• _Work to do_
A - In the strmatch.cpp source file, what does the static array EMPTY stand for, according to its comment, and why does its single zero value fit that meaning?
B - According to the header comment of the strmatch.cpp source file, on what date was the file created, and under which name?

• _Document segment_
^^^^^^^^

[apple/icu.git] / icuSources / i18n / strmatch.cpp

/*
**********************************************************************
*   Copyright (c) 2001-2004, International Business Machines Corporation
*   and others.  All Rights Reserved.
**********************************************************************
*   Date        Name        Description
*   07/23/01    aliu        Creation.
**********************************************************************
*/

#include "unicode/utypes.h"

#if !UCONFIG_NO_TRANSLITERATION

#include "strmatch.h"
#include "rbt_data.h"
#include "util.h"
#include "unicode/uniset.h"

U_NAMESPACE_BEGIN

static const UChar EMPTY[] = { 0 }; // empty string: ""

UOBJECT_DEFINE_RTTI_IMPLEMENTATION(StringMatcher)

^^^^^^^^

• _Provided data_
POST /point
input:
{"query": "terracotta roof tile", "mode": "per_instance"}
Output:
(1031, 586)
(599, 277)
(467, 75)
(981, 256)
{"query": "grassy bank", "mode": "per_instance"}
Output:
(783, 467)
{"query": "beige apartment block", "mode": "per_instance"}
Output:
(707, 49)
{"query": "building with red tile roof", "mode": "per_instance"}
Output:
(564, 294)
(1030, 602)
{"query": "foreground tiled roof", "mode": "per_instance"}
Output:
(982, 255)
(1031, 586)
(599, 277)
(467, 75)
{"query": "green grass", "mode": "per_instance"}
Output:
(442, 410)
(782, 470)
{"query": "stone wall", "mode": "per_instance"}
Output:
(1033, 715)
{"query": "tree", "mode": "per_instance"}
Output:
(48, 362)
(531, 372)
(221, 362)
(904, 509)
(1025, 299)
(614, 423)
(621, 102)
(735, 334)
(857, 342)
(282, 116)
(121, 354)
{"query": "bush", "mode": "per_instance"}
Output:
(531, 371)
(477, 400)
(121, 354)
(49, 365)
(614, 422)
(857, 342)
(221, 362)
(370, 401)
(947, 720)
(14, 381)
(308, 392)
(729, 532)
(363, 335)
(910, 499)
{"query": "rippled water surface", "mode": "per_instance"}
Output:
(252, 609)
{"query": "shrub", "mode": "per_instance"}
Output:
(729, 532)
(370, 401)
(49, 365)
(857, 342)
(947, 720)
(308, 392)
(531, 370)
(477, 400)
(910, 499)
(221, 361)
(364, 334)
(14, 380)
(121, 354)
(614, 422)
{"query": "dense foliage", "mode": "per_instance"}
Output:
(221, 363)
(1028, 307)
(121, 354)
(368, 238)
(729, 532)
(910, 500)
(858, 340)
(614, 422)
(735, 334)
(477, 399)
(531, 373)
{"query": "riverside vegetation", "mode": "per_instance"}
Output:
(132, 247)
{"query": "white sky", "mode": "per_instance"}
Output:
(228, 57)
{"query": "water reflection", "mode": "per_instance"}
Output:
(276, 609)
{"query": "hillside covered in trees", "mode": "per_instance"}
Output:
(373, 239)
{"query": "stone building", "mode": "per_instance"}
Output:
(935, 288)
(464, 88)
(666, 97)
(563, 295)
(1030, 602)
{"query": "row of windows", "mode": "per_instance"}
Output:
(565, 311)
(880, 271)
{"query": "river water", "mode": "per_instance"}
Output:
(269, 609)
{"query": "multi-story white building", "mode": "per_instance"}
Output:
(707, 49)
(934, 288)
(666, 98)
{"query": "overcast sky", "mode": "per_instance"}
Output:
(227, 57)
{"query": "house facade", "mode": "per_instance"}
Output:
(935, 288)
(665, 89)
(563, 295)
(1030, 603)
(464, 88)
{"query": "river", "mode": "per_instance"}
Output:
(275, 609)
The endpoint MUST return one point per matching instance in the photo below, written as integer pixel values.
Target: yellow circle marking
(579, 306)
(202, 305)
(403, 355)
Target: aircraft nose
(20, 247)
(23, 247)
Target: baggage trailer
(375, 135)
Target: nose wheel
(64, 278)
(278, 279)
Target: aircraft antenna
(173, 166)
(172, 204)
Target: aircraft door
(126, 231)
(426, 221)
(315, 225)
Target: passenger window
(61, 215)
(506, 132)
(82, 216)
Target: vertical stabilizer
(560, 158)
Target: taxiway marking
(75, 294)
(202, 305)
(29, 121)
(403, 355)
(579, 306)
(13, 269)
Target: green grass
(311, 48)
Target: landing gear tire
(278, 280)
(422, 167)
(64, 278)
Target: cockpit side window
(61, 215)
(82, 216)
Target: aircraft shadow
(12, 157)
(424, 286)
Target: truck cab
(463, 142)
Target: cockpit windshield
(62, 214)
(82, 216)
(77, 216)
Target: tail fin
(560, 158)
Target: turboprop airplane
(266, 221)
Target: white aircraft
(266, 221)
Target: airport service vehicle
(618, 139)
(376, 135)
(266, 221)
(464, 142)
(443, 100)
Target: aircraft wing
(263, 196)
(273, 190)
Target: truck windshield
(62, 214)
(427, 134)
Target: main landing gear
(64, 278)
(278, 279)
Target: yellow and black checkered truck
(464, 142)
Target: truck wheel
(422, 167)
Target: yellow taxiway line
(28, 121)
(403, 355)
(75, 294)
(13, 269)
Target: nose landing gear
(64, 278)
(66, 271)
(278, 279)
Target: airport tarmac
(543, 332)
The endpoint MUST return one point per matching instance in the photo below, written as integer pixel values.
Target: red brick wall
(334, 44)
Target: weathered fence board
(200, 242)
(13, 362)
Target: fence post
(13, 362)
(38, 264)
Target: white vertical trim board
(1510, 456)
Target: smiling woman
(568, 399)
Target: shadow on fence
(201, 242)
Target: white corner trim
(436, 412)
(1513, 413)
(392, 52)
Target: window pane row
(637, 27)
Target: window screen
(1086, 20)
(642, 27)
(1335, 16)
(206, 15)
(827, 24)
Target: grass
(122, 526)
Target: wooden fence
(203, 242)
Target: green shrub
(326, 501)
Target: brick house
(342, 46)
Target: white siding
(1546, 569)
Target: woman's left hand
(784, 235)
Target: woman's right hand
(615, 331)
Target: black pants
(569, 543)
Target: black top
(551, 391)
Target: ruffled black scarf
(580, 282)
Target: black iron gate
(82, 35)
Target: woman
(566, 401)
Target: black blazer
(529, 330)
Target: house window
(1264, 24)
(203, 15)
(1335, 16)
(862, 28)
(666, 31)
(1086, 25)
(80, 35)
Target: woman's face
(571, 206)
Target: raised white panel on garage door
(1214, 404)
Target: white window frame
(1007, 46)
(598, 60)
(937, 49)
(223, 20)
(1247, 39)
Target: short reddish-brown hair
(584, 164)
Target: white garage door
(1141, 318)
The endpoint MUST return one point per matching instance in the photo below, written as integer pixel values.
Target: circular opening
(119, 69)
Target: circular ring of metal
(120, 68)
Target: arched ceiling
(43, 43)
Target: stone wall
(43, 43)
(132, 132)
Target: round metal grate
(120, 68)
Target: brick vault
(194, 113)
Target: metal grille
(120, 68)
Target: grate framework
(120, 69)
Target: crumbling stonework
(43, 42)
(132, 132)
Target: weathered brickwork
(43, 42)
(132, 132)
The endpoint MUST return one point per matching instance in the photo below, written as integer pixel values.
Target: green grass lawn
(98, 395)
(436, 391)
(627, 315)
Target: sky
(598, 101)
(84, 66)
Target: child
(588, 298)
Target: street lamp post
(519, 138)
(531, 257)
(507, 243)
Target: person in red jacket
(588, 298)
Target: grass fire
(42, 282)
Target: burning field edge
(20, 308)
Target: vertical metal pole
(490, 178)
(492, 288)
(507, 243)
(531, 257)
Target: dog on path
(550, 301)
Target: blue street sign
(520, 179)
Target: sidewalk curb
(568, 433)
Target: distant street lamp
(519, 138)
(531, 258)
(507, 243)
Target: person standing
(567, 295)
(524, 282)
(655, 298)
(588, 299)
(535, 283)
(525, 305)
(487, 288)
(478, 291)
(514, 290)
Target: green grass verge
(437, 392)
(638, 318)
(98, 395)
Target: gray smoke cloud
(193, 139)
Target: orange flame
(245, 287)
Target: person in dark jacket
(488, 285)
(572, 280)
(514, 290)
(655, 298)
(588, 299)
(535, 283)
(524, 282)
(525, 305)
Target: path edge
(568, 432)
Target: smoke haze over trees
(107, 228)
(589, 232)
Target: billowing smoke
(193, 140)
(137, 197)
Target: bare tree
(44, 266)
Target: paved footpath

^^^^^^^^

• _Solutions below_
A - EMPTY stands for the empty string "", as its comment says. It holds only the terminating zero, with no characters before it, so it is a string of length zero.

B - It was created on 07/23/01 by aliu.